Point-based annotation data:
————————

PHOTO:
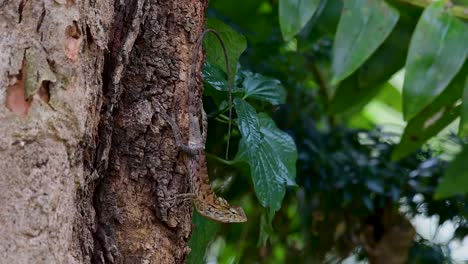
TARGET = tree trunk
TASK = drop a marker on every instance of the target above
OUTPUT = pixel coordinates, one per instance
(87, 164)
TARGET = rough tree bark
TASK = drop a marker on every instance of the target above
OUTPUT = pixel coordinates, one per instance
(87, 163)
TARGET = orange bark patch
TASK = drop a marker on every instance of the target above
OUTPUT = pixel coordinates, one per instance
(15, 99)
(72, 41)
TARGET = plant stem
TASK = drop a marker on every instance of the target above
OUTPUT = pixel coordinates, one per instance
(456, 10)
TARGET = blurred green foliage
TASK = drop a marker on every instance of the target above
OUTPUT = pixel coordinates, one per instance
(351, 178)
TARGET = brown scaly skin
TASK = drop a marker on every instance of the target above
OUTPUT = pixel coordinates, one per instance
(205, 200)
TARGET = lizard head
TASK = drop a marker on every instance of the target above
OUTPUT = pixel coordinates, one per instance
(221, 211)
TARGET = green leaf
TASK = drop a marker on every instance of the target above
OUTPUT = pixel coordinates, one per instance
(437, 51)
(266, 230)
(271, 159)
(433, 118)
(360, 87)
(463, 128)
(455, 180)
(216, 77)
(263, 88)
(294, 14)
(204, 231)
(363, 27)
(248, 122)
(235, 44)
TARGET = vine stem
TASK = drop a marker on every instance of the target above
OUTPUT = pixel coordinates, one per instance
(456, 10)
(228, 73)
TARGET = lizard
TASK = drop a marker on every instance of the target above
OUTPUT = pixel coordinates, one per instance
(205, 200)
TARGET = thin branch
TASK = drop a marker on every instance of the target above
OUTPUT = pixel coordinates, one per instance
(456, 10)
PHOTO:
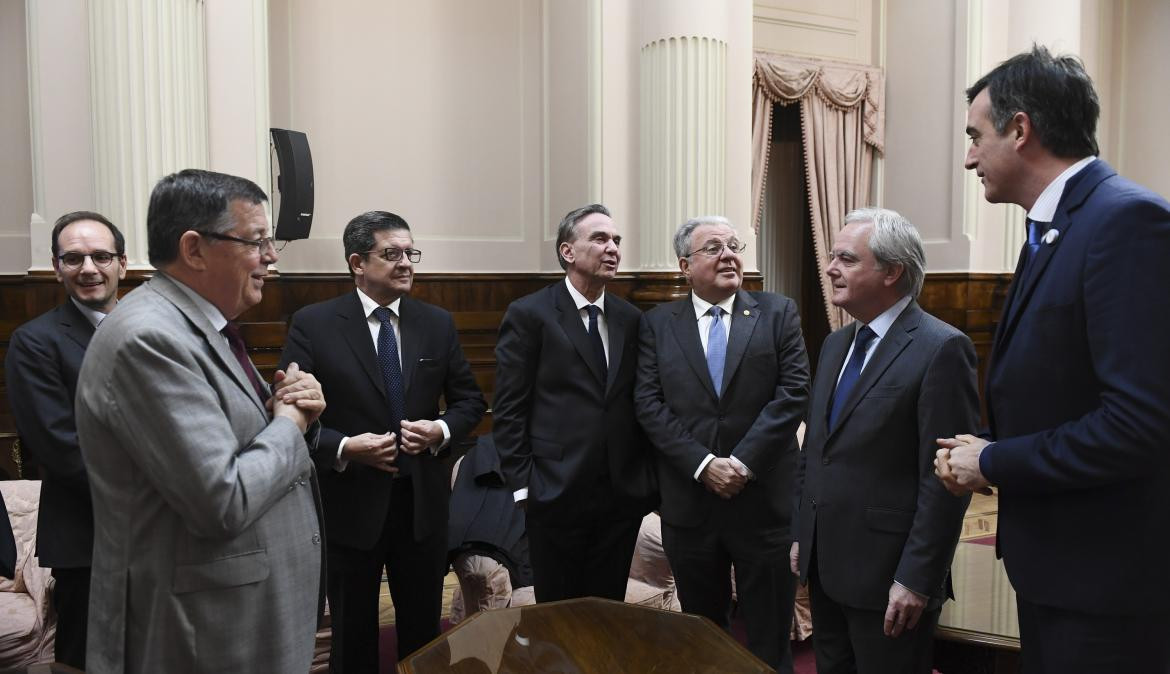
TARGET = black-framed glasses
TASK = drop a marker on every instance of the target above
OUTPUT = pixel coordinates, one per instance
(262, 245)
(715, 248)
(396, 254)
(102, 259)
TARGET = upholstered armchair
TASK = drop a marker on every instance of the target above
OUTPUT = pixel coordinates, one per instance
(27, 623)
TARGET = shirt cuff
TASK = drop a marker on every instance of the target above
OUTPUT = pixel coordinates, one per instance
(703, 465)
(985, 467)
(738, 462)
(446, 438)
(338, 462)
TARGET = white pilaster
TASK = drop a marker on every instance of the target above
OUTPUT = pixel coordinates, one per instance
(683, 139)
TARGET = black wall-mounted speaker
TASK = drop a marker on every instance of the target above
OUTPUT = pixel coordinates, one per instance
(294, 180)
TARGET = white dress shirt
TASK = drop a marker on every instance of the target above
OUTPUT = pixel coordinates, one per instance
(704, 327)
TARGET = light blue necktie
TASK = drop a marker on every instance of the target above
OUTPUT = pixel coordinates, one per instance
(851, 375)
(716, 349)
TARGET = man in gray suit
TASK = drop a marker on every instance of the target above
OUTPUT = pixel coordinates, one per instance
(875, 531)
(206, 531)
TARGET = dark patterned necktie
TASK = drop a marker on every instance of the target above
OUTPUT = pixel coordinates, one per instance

————————

What is expected
Reproduce all of the material above verbatim, line for line, omitting the pictures.

Written response
PHOTO:
TARGET = tree trunk
TASK = drop a marker on every instance of the target above
OUTPUT = pixel coordinates, one per instance
(87, 164)
TARGET = rough tree bark
TASK = drop a marker on every instance of the target above
OUTPUT = pixel coordinates, one per instance
(87, 163)
TARGET = orange bark patch
TASK = drop a marker on every instance of the target above
OUTPUT = pixel coordinates, one per instance
(15, 99)
(72, 41)
TARGET = plant stem
TASK = drop a marker on every instance of the target above
OUTPUT = pixel coordinates, one per instance
(456, 10)
TARGET = blurred green foliage
TASK = drop a marker on every instance of the target above
OUTPUT = pixel coordinates, one per instance
(351, 178)
TARGET = brown scaly skin
TASK = drop a marker on every instance of the target above
OUTPUT = pixel coordinates, one per instance
(205, 200)
TARGET = lizard head
TASK = drop a marker on every instance of the target above
OUTPUT = pixel coordinates, one per instance
(221, 211)
TARGET = green leaf
TASK = drop a marker on every instance of the target above
OUTPUT = pixel coordinates, one per instance
(437, 51)
(266, 230)
(271, 159)
(433, 118)
(360, 87)
(463, 128)
(455, 180)
(216, 77)
(263, 88)
(294, 14)
(204, 231)
(363, 27)
(248, 122)
(235, 44)
TARGET = vine stem
TASK = drop a marker on every instance of the target above
OUTPUT = pixel coordinates, one per instance
(456, 10)
(228, 73)
TARGET = lizard
TASK = drop a marker on every instance of the target above
OUTPUT = pixel coordinates, one per instance
(205, 200)
TARGET = thin branch
TASK = drop a marker on every instance of the target above
OUTPUT = pixel coordinates, one per instance
(456, 10)
PHOTO:
TARGET = black-framed glasses
TASK = drop a marker on every instance of the target above
OUTPUT = pixel coordinates, one per instance
(262, 245)
(715, 248)
(396, 254)
(102, 259)
TARGET = upholstered armchair
TASK = drop a marker on every instance of the target above
OUTPUT = pixel coordinates, one per instance
(27, 623)
TARGET = shirt cuff
TASK = drop a marker on every instance of the target above
OUTPUT = pixel coordinates, one per instance
(703, 465)
(985, 467)
(738, 462)
(446, 438)
(338, 462)
TARGET = white pilaster
TASK = drop a marker on every instance of the target above
OUTPUT = pixel coordinates, one per instance
(683, 139)
TARGET = black wall-mounted speaker
TASK = drop a marker on every instance of the target above
OUTPUT = pixel coordinates, one per instance
(294, 180)
TARGET = white dress shirt
TASK = drop a marker on every instance of the target above
OUTPUT = pixel coordinates, one per instance
(704, 327)
TARGET = light blue necktie
TASK = drop a marker on every instance of the target above
OUTPUT = pixel coordinates, one per instance
(851, 375)
(716, 349)
TARGET = man in gray suit
TASK = drop a marker on every instance of the target above
OUTPUT = pixel coordinates, one per instance
(875, 531)
(206, 531)
TARGET = dark patterned necktie
TASK = drop a marker on every instance of the target above
OUTPUT = pixel coordinates, one per instance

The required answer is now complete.